Instruções:
(1) Reescreva de forma mais curta o parágrafo do relato que começa com "A essa altura, os nossos tempos pessoais". Mantenha os fatos principais.
(2) Responda, com base no relato:
(a) Quantos anos tinha a corredora francesa?
(b) Qual foi a velocidade média nos quase 42 km percorridos?
(c) Qual a nacionalidade do colega que veio ajudar?
(3) Atualize o relato na passagem de "A colega aparentemente" até "e de alívio.", colocando "organizador da prova" no lugar de "fiscal da prova".

Trecho:
________________
Maratona de Londres
por: Daniel Azadinho
A aproximação ao pórtico de chegada da maratona de Londres estava a apenas 400 metros à frente.
Após quase longos 42 km percorridos a uma velocidade média de 11 km/h, só havia a última curva à direita do percurso, seguida de uma pequena reta.
A essa altura os atletas apenas querem e sonham em cruzar a linha de chegada, estejam inteiros, machucados, impossibilitados, destruídos, lesionados ou mesmo mortos.
Nessa hora alguns corredores, como eu, ensaiam gritos de vitória e fúria, coreografias, e simulam chegadas voando ou com os braços para o alto.
Mas foi exatamente a partir da última curva à direita do trajeto da maratona que nada disso aconteceu.
Pensava em chegar gritando (como forma de desabafo pelo sucesso de completar a décima maratona da vida, dentre elas as “six majors”), fazendo o famoso “aviãozinho”. Mas não.
Protagonizei algo surpreendente, que serviu como lição pra levar pela vida inteira.
Vinha eu acelerado na referida última curva, com empolgação, quando deparei à minha frente com uma corredora francesa, de 54 anos de idade.
A colega aparentemente estava muito mal, com o corpo desequilibrando para o lado esquerdo, prestes a sofrer uma violenta queda, o que poderia machuca-la, e muito.
Ao vir aquela cena, corri em direção a ela para socorrê-la.
Quando segurei a mulher para não deixá-la cair ao chão, ela, então se sentindo acudida, desfaleceu momentaneamente em meus braços.
Nesse momento pedi ajuda a um fiscal da prova, mas a mulher gritou dizendo que queria cruzar a linha de chegada.
Ao ouvir aquilo prontamente segurei os braços de minha colega de corrida, e disse-lhe que iria ajudá-la a cruzar a linha de chegada, mesmo que fosse carregada.
Nesse momento ela esboçou um sorriso radiante e de alívio.
Por uma agradável coincidência, outro colega corredor brasileiro viu o que acontecia, e veio imediatamente em meu auxílio.
Pronto.
Passamos a carregá-la pelos braços, um de cada lado, a passos bem desacelerados.
Com cuidado fomos conduzindo aquela corredora francesa, estando ela praticamente impossibilitada de completar um único passo em linha reta.
De repente, ao acompanharem aquela cena, a multidão que assistia a corrida passou a aplaudir e a gritar palavras de incentivo e força para a corredora, o que também empolgou eu e meu colega.
Logo estávamos todos empolgados e emocionados com o que estava acontecendo.
A essa altura, os nossos tempos pessoais previstos para acabar a maratona já tinham ido pro “saco”, porque para nós, o que realmente importava naquela situação, era ajudar aquela francesa a cruzar a linha de chegada e a completar a maratona.
Pois o mesmo sonho dela era o meu e o do meu colega!!!
Devagar conseguimos cruzar o pórtico de chegada, e todos completamos a maratona, sob os gritos ensurdecedores da torcida.
________________
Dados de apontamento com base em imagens
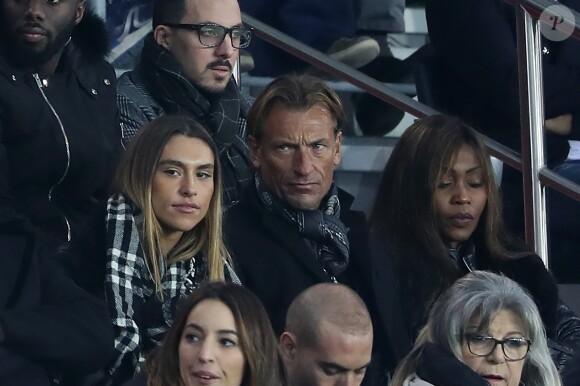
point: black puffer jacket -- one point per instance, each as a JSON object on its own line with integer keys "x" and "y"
{"x": 59, "y": 135}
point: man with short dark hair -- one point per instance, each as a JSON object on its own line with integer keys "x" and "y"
{"x": 59, "y": 141}
{"x": 328, "y": 337}
{"x": 294, "y": 227}
{"x": 59, "y": 127}
{"x": 186, "y": 69}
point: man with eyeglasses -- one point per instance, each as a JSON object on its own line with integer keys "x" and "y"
{"x": 186, "y": 69}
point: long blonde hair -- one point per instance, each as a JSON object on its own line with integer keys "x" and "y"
{"x": 134, "y": 180}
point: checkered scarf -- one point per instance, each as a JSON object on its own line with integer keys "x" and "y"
{"x": 220, "y": 114}
{"x": 322, "y": 228}
{"x": 140, "y": 319}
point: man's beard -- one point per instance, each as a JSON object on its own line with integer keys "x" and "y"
{"x": 33, "y": 58}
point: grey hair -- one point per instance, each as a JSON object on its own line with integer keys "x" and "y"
{"x": 482, "y": 295}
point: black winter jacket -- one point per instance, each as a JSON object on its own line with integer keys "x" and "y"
{"x": 51, "y": 327}
{"x": 59, "y": 135}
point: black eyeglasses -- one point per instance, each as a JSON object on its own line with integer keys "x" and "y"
{"x": 212, "y": 35}
{"x": 514, "y": 349}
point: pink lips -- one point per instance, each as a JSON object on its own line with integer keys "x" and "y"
{"x": 205, "y": 377}
{"x": 461, "y": 219}
{"x": 493, "y": 379}
{"x": 187, "y": 207}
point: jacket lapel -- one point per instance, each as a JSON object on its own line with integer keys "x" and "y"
{"x": 287, "y": 235}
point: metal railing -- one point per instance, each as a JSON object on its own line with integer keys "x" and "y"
{"x": 532, "y": 164}
{"x": 535, "y": 173}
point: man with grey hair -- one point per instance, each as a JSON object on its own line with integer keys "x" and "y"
{"x": 328, "y": 337}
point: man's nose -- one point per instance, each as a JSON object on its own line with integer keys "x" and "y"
{"x": 35, "y": 9}
{"x": 226, "y": 49}
{"x": 302, "y": 162}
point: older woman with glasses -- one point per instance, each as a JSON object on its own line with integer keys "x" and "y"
{"x": 485, "y": 330}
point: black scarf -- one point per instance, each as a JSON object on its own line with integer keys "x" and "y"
{"x": 321, "y": 227}
{"x": 220, "y": 115}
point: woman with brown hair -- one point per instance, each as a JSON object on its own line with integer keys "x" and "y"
{"x": 163, "y": 233}
{"x": 221, "y": 336}
{"x": 439, "y": 209}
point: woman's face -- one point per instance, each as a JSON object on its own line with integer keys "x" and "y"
{"x": 183, "y": 185}
{"x": 494, "y": 367}
{"x": 209, "y": 349}
{"x": 460, "y": 197}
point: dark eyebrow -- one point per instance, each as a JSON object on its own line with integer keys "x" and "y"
{"x": 341, "y": 368}
{"x": 170, "y": 162}
{"x": 222, "y": 331}
{"x": 240, "y": 24}
{"x": 206, "y": 166}
{"x": 226, "y": 331}
{"x": 363, "y": 367}
{"x": 473, "y": 169}
{"x": 332, "y": 365}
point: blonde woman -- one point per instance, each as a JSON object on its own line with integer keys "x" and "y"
{"x": 163, "y": 234}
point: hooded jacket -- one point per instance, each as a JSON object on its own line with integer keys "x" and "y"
{"x": 59, "y": 135}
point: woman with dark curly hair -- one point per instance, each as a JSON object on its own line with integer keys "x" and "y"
{"x": 439, "y": 209}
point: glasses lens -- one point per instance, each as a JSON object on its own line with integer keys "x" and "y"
{"x": 515, "y": 348}
{"x": 241, "y": 37}
{"x": 211, "y": 35}
{"x": 480, "y": 345}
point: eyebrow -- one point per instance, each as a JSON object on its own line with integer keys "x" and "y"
{"x": 240, "y": 24}
{"x": 196, "y": 326}
{"x": 180, "y": 164}
{"x": 341, "y": 368}
{"x": 473, "y": 169}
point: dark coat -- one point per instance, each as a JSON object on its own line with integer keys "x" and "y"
{"x": 477, "y": 70}
{"x": 150, "y": 91}
{"x": 276, "y": 263}
{"x": 35, "y": 182}
{"x": 51, "y": 326}
{"x": 561, "y": 324}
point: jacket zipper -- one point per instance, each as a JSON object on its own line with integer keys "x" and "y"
{"x": 67, "y": 146}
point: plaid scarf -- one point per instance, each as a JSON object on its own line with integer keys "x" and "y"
{"x": 140, "y": 318}
{"x": 322, "y": 228}
{"x": 220, "y": 115}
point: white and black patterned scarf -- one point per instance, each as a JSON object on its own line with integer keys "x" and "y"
{"x": 220, "y": 115}
{"x": 322, "y": 228}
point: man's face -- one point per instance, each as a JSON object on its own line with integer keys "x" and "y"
{"x": 38, "y": 30}
{"x": 297, "y": 153}
{"x": 337, "y": 358}
{"x": 209, "y": 68}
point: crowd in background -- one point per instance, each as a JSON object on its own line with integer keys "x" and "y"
{"x": 167, "y": 229}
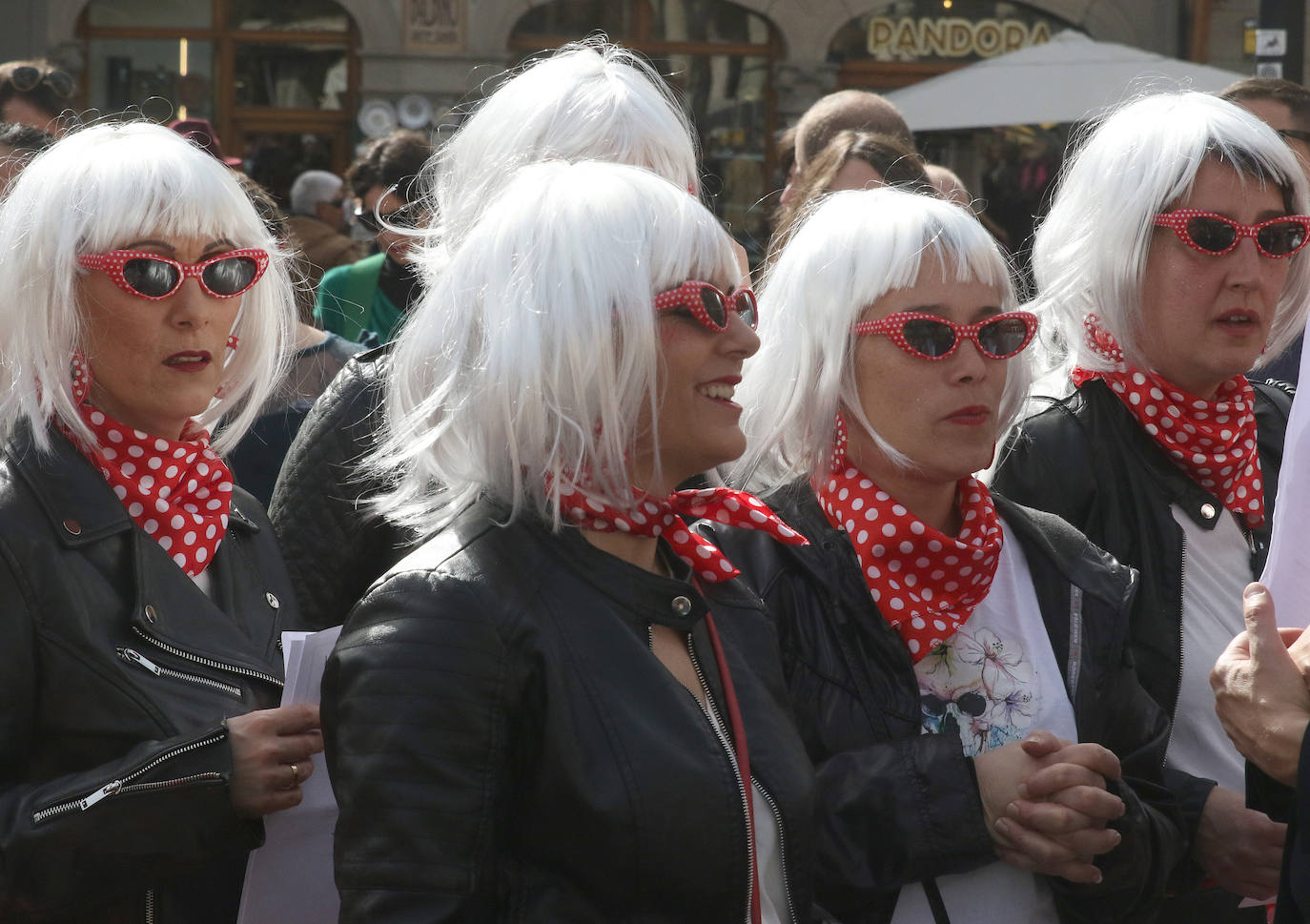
________________
Respostas escritas:
(1) Os tempos pessoais previstos para terminar a maratona já estavam perdidos, porque o que importava era ajudar a corredora francesa a cruzar a linha de chegada e completar a prova.

(2)
(a) 54 anos.
(b) 11 km/h.
(c) Brasileira.

(3)
A colega aparentemente estava muito mal, com o corpo desequilibrando para o lado esquerdo, prestes a sofrer uma violenta queda, o que poderia machuca-la, e muito.
Ao vir aquela cena, corri em direção a ela para socorrê-la.
Quando segurei a mulher para não deixá-la cair ao chão, ela, então se sentindo acudida, desfaleceu momentaneamente em meus braços.
Nesse momento pedi ajuda a um organizador da prova, mas a mulher gritou dizendo que queria cruzar a linha de chegada.
Ao ouvir aquilo prontamente segurei os braços de minha colega de corrida, e disse-lhe que iria ajudá-la a cruzar a linha de chegada, mesmo que fosse carregada.
Nesse momento ela esboçou um sorriso radiante e de alívio.